Supplied material:

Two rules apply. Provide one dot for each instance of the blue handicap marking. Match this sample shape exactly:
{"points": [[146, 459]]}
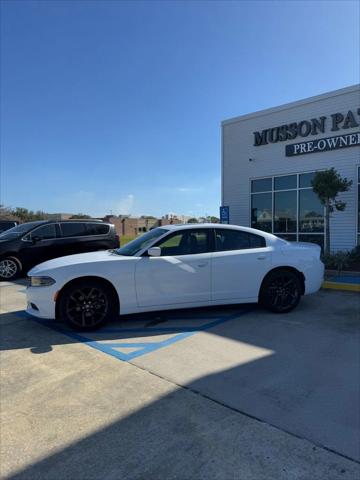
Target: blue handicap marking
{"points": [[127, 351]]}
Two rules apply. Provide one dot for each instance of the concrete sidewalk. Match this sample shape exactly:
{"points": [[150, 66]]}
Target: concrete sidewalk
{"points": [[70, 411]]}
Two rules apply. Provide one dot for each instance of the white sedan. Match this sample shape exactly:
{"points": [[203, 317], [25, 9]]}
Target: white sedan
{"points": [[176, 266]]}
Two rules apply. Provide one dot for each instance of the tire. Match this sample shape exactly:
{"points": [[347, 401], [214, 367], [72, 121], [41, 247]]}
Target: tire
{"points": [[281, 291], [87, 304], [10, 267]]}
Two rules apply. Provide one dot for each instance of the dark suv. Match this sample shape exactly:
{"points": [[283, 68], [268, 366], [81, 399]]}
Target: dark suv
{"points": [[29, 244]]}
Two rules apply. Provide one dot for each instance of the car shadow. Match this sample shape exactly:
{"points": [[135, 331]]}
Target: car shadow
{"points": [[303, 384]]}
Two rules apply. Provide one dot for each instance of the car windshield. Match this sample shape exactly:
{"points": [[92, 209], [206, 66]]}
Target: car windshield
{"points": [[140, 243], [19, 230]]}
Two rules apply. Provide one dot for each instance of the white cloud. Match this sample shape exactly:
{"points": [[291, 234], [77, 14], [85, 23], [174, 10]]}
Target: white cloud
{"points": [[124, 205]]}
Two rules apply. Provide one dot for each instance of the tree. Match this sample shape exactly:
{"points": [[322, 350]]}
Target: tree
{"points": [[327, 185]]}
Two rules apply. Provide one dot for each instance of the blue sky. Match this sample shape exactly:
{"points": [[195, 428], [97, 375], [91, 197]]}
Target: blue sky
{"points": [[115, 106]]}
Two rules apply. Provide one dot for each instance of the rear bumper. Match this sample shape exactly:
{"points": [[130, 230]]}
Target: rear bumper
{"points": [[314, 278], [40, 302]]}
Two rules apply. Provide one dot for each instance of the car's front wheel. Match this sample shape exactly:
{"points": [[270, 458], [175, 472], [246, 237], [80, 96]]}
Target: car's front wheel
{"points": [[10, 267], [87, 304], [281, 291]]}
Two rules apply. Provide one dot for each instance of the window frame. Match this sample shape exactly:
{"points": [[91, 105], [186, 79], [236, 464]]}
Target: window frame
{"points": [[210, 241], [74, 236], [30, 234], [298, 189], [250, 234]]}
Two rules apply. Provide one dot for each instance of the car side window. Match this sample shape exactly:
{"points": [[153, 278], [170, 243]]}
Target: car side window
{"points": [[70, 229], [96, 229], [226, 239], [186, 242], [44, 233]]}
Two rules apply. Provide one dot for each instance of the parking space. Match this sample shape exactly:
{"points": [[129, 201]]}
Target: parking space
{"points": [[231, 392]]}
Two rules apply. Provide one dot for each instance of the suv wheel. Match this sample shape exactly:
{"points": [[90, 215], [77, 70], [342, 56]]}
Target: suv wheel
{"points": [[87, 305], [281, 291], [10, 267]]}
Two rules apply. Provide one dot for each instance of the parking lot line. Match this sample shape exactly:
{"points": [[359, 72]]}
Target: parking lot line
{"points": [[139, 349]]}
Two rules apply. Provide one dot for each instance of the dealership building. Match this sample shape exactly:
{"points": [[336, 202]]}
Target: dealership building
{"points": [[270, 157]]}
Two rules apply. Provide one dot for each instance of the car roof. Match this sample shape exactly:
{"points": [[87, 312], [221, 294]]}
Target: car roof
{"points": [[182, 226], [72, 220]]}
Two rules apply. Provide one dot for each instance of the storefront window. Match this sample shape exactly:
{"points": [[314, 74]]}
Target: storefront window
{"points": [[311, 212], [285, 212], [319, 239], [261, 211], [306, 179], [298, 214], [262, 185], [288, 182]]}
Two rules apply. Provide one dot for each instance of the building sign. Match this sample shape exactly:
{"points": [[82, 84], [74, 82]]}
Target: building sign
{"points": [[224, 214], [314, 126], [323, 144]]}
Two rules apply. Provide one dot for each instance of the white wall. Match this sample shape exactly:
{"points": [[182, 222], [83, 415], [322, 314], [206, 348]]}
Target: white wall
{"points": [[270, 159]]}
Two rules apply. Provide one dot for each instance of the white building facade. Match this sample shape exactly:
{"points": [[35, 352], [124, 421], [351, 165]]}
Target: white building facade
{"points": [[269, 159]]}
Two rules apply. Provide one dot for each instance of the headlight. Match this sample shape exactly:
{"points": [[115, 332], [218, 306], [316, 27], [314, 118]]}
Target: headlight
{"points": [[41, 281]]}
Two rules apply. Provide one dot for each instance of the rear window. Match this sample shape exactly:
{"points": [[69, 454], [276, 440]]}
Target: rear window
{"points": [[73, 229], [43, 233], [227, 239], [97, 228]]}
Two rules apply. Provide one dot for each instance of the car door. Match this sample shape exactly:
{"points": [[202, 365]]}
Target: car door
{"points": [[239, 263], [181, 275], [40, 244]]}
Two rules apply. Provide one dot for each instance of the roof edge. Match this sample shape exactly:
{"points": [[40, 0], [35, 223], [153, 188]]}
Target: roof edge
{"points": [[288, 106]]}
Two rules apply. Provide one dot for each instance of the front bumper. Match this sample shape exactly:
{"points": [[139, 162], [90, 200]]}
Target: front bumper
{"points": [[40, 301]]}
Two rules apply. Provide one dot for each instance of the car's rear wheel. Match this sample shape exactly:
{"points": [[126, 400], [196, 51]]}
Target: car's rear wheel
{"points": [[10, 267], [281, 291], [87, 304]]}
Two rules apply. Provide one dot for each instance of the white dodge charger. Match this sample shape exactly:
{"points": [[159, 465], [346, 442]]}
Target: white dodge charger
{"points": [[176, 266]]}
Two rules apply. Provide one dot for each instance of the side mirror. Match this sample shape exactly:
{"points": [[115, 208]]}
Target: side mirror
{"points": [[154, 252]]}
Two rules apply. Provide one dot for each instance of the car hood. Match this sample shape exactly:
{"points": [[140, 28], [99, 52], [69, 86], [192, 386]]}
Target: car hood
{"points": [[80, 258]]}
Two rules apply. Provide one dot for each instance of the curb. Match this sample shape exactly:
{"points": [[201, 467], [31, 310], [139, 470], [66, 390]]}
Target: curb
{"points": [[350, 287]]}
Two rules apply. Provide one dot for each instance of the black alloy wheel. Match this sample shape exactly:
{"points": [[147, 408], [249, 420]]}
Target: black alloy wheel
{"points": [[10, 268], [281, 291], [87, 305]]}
---
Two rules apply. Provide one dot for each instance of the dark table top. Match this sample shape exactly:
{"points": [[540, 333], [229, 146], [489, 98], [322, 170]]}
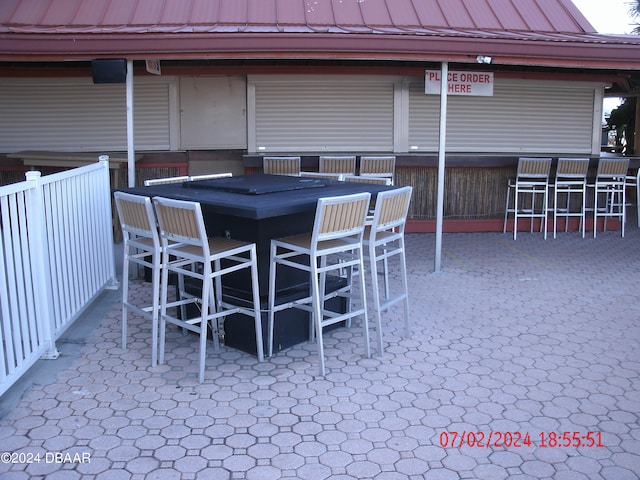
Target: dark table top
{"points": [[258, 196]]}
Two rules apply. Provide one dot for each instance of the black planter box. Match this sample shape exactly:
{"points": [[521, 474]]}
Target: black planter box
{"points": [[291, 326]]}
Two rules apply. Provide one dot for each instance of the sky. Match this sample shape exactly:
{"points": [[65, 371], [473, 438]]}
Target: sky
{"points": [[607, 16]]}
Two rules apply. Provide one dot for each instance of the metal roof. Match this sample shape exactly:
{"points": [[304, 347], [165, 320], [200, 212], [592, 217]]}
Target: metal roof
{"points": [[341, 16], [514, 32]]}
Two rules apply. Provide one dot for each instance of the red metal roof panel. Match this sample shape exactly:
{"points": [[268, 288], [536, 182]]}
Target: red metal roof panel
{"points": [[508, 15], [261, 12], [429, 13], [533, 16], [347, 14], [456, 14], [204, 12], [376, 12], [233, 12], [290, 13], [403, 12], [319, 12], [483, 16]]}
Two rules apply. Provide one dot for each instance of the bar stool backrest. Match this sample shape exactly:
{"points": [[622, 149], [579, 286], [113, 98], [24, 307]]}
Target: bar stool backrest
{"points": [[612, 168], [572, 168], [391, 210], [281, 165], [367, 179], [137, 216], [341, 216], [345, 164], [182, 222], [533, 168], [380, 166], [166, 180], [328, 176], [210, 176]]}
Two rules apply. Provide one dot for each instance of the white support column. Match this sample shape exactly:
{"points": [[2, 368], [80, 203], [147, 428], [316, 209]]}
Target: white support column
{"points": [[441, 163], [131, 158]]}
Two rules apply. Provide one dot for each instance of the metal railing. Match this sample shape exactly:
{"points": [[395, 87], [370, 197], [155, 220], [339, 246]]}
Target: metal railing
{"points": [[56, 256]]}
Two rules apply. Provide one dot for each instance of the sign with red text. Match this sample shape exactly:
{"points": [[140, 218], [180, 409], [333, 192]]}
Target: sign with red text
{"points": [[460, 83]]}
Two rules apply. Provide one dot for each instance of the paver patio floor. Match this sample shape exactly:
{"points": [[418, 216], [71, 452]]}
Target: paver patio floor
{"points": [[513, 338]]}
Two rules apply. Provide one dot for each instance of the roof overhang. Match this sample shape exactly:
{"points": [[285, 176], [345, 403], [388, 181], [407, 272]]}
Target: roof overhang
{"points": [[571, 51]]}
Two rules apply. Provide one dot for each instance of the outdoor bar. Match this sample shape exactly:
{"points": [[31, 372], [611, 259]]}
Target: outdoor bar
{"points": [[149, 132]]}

Task description: Print from the line containing "the blue handicap" through the line containing "of the concrete" in the data above, exactly as the lines stand, and omit every picture.

Exercise output:
Two rules apply. Provide one dot for each instance of the blue handicap marking. Match this sample shape exactly:
{"points": [[146, 459]]}
Target: blue handicap marking
{"points": [[127, 351]]}
Two rules apply. Provide one dot for each instance of the concrete sidewalk. Match this sample shape exactly:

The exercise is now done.